> _DATA TO EXAMINE_:

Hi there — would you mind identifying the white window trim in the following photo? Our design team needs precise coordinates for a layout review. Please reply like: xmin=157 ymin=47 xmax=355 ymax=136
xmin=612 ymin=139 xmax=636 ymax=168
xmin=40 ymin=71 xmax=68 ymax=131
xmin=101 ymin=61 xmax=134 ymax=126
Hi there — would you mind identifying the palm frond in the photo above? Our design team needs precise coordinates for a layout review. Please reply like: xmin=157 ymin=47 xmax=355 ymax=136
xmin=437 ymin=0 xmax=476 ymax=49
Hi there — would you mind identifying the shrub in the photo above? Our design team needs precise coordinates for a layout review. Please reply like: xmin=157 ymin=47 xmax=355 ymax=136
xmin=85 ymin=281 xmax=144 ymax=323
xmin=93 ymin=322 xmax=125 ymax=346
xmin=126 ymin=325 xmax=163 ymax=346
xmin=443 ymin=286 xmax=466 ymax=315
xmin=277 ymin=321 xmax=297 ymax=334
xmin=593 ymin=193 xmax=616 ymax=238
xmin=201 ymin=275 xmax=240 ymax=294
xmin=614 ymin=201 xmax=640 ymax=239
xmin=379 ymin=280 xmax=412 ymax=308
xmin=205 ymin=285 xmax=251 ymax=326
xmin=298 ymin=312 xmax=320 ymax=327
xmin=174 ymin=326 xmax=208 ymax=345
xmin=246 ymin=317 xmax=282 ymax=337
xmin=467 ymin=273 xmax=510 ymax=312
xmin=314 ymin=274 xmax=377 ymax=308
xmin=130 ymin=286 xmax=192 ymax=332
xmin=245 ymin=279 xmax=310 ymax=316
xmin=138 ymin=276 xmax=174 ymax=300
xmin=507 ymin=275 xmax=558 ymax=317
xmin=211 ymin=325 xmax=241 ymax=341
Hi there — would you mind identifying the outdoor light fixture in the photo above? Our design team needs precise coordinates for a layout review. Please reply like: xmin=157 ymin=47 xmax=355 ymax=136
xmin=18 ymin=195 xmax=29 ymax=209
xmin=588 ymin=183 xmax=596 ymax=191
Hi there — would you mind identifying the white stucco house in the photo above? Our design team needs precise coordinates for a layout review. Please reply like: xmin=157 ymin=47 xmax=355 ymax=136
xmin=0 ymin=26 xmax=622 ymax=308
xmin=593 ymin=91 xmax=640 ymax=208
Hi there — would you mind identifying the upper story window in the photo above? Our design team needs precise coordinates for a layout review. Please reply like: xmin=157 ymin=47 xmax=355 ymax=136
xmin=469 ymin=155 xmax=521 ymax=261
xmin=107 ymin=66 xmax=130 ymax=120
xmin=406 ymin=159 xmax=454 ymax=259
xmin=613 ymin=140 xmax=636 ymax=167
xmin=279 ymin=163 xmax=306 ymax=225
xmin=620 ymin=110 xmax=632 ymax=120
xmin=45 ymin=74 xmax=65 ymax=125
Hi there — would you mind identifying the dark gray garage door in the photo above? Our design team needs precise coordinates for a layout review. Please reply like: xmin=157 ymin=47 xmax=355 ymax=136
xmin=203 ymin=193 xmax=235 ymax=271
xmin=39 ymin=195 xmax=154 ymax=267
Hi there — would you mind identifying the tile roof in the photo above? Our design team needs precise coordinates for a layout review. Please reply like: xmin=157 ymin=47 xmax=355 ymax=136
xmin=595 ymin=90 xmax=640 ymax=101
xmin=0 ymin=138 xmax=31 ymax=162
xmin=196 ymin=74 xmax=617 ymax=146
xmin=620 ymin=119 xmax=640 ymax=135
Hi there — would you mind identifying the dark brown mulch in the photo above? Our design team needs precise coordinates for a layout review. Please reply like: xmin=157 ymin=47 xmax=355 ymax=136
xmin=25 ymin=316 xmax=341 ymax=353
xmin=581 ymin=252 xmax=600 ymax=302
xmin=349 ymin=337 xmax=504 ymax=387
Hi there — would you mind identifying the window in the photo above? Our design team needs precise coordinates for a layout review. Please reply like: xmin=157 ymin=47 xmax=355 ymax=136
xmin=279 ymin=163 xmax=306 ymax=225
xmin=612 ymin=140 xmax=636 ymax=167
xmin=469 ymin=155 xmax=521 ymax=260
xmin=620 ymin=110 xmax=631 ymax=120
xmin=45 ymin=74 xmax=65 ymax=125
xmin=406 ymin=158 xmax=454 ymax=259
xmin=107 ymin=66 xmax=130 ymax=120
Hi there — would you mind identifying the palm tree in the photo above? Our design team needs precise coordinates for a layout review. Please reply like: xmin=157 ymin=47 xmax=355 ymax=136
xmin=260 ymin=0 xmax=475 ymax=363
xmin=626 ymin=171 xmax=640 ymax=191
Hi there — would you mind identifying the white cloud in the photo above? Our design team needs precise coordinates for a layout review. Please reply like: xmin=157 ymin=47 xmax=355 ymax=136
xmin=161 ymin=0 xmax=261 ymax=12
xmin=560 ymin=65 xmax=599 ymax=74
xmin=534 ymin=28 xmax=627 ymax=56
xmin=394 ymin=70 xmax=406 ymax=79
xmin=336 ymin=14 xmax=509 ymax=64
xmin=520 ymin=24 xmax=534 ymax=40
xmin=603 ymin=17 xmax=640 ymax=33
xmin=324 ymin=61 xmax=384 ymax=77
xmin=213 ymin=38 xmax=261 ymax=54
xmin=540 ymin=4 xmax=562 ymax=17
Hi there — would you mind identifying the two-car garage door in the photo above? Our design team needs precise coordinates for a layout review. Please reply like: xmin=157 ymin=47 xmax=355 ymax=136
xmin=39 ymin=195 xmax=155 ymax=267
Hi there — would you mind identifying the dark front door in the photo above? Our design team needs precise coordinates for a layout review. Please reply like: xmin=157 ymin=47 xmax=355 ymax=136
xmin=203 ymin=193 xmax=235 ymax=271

> _REQUIRED WORK_:
Each line from the one holding "Hi there — would you mind identifying the palm tree" through the last line of the data is to be transcribed exactly, with nothing else added.

> _TASK ANSWER_:
Hi there — would you mind identifying the palm tree in the photo above? Our design team needs precise coordinates for a layout review. Please reply like: xmin=157 ymin=47 xmax=355 ymax=136
xmin=260 ymin=0 xmax=475 ymax=363
xmin=626 ymin=171 xmax=640 ymax=191
Hi there — would you mind identifying the white cloud in the photo above? Our design team needs precise coordinates for a layout review. Please reply like: xmin=157 ymin=47 xmax=355 ymax=136
xmin=161 ymin=0 xmax=261 ymax=12
xmin=560 ymin=65 xmax=599 ymax=74
xmin=534 ymin=28 xmax=627 ymax=56
xmin=394 ymin=70 xmax=406 ymax=79
xmin=336 ymin=14 xmax=509 ymax=64
xmin=520 ymin=24 xmax=534 ymax=40
xmin=603 ymin=17 xmax=640 ymax=33
xmin=324 ymin=61 xmax=384 ymax=77
xmin=213 ymin=38 xmax=261 ymax=54
xmin=540 ymin=4 xmax=562 ymax=17
Hi there — would you mind identifying the two-car garage door in the photo above? Our design team needs precise coordinates for a layout review. Please reply like: xmin=157 ymin=47 xmax=355 ymax=136
xmin=39 ymin=195 xmax=155 ymax=267
Hi there — would you mind identifying the dark front door in the photo above? Our design team needs precise coordinates for a layout review. Please reply like: xmin=157 ymin=47 xmax=355 ymax=136
xmin=203 ymin=193 xmax=235 ymax=271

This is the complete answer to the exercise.